Material to process:
——

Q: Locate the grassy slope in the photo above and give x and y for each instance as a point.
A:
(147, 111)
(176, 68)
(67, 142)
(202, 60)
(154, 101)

——

Task prompt:
Write out all records exactly, keeping every detail.

Reply:
Q: Locate the grassy slope in the photo above and give x and y for each instance as a point.
A:
(147, 111)
(176, 68)
(67, 142)
(202, 60)
(154, 101)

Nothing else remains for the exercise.